What you will do: All lines of the material that contain "side" must be copied out.

──────── Data to examine

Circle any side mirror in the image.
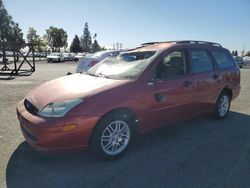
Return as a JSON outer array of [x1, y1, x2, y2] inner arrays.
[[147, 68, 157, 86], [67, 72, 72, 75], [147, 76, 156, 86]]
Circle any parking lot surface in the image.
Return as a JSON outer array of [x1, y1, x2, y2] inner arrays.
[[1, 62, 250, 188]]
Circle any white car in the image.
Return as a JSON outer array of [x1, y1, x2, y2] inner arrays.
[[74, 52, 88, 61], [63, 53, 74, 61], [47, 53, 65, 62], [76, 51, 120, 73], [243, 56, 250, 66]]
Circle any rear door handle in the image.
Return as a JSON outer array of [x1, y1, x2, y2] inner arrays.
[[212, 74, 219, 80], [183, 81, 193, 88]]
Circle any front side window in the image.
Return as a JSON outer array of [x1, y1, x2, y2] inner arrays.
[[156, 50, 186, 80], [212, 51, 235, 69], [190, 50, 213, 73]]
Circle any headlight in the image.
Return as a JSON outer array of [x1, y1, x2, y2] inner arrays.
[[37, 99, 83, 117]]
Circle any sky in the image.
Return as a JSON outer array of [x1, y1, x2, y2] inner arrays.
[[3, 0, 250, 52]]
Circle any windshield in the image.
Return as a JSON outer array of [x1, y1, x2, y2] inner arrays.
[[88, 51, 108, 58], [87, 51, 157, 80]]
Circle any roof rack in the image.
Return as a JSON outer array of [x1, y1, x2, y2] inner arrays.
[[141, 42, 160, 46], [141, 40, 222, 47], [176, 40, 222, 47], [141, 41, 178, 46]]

────────────────
──────── Data to examine

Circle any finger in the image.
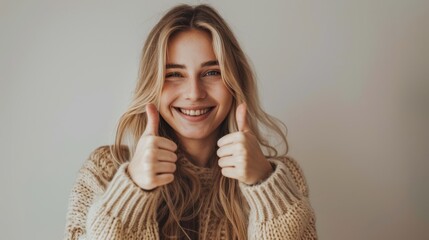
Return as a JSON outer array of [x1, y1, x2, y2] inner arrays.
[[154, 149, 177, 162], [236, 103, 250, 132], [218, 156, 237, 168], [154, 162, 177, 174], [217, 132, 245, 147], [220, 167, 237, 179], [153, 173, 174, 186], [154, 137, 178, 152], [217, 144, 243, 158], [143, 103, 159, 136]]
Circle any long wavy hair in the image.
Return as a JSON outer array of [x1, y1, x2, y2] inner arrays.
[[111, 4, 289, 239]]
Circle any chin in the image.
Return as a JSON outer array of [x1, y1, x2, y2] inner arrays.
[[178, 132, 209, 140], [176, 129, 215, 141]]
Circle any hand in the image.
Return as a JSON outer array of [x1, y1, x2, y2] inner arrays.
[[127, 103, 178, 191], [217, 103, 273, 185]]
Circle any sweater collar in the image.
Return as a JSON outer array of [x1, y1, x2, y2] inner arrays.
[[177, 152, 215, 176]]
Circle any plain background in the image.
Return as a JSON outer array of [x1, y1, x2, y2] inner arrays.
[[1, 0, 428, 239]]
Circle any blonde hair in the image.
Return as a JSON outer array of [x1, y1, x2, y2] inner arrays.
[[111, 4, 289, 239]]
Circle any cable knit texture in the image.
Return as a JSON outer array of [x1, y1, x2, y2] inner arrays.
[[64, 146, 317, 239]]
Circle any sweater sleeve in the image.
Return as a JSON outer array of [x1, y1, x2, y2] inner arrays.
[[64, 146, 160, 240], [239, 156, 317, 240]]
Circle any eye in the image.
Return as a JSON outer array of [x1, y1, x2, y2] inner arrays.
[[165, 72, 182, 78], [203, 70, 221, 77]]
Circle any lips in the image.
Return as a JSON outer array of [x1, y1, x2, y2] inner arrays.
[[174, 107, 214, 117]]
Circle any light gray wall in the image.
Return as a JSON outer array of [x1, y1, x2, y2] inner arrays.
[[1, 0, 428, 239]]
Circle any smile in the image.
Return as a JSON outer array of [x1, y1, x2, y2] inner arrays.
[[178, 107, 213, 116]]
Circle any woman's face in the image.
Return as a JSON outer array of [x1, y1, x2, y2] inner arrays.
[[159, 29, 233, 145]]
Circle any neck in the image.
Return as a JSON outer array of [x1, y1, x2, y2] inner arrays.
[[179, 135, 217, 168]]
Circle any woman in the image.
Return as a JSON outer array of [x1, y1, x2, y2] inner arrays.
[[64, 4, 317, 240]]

────────────────

Response for this exercise:
Circle any side mirror in the image.
Circle any front side window in the image.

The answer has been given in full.